— What to produce —
Pick out each line of the items below that contains the word "branch", and copy those lines.

++++ Listed entries ++++

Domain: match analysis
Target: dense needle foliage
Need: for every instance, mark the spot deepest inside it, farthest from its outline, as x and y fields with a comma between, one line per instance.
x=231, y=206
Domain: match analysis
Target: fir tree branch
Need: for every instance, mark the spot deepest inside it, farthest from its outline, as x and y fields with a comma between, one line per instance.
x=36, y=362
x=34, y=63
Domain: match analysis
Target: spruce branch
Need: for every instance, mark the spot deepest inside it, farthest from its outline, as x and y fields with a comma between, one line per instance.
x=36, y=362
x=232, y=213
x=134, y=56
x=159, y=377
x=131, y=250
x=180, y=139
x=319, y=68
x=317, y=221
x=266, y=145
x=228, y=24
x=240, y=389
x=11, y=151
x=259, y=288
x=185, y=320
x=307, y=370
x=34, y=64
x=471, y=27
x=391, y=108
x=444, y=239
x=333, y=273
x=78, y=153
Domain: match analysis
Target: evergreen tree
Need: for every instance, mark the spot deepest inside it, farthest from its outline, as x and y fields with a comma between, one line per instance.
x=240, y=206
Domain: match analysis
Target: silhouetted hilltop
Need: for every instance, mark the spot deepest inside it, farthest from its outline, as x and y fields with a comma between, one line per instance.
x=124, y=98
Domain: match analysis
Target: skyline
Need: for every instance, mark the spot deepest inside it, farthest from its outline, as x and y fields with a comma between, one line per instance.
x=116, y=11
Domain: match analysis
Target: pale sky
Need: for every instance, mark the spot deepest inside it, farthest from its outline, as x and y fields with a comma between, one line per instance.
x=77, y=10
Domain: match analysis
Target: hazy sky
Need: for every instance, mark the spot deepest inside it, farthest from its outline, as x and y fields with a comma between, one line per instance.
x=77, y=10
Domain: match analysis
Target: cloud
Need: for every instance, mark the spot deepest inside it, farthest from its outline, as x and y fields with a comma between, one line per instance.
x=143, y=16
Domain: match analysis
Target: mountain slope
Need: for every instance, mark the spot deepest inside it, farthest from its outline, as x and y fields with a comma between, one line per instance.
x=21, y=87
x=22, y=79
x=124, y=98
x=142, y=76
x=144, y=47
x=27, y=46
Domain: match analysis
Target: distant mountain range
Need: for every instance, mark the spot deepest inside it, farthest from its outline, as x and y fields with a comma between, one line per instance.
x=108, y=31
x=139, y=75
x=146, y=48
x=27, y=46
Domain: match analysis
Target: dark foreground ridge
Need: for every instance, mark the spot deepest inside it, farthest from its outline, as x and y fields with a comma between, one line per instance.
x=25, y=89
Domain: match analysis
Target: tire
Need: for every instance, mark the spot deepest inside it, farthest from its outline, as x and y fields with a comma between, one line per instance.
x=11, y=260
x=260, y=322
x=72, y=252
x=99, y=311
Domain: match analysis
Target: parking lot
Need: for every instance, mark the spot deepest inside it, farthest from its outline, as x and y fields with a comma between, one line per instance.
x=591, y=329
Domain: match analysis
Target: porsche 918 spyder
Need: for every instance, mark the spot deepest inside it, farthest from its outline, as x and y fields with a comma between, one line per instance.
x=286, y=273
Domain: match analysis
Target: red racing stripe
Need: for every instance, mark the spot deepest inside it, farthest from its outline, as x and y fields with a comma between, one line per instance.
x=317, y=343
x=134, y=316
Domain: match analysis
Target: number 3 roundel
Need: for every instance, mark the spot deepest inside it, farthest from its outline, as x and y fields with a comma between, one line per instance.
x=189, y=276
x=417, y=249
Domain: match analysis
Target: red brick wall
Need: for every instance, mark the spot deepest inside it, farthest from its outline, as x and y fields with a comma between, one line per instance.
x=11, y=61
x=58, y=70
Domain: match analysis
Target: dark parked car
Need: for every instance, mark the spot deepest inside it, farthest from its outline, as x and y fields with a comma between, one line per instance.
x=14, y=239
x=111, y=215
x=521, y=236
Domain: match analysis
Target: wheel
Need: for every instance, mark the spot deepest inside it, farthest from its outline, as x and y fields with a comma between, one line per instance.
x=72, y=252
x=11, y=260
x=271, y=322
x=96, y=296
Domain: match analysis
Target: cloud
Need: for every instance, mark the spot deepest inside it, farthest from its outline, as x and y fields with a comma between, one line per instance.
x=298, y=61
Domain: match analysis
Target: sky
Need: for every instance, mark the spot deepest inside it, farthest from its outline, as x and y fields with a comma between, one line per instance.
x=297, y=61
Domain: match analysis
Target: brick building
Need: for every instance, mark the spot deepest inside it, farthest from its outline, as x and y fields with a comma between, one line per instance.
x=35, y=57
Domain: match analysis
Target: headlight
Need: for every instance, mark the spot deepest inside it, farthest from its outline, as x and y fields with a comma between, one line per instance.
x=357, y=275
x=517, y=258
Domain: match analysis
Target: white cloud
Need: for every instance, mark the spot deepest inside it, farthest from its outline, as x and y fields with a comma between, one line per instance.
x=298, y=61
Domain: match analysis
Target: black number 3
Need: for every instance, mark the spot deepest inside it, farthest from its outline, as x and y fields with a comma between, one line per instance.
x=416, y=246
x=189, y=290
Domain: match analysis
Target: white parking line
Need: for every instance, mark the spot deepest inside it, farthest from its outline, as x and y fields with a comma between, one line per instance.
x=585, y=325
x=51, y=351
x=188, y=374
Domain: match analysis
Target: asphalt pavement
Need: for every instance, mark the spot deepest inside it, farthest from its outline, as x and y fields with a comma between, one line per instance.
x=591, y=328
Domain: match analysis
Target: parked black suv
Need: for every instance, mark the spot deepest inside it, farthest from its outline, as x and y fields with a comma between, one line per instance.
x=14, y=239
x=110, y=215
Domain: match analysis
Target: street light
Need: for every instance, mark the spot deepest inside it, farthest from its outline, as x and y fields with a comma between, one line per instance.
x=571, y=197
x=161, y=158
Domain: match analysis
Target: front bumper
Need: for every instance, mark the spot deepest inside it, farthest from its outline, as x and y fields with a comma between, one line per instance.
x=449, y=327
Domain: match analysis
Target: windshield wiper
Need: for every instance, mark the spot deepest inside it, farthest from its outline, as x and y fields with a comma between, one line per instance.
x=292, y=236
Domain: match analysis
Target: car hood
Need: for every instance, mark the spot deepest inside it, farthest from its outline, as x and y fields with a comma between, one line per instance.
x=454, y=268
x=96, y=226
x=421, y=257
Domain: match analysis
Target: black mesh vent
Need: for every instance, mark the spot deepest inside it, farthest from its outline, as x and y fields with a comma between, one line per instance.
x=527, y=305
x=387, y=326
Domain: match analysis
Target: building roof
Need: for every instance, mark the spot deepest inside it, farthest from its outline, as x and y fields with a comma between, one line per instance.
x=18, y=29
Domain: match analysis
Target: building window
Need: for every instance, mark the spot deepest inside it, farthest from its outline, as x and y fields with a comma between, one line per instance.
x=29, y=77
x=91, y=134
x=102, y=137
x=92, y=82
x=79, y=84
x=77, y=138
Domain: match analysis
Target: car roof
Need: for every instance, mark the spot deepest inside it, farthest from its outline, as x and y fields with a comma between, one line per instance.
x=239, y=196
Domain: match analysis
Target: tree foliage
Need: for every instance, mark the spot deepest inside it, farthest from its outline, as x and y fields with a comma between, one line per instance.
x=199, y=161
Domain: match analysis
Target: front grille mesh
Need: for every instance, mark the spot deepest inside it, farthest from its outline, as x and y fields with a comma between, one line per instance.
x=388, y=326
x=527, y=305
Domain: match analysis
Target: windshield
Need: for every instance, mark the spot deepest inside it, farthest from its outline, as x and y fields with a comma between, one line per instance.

++++

— Result of this task —
Target: fir tree branch
Target: spruce branch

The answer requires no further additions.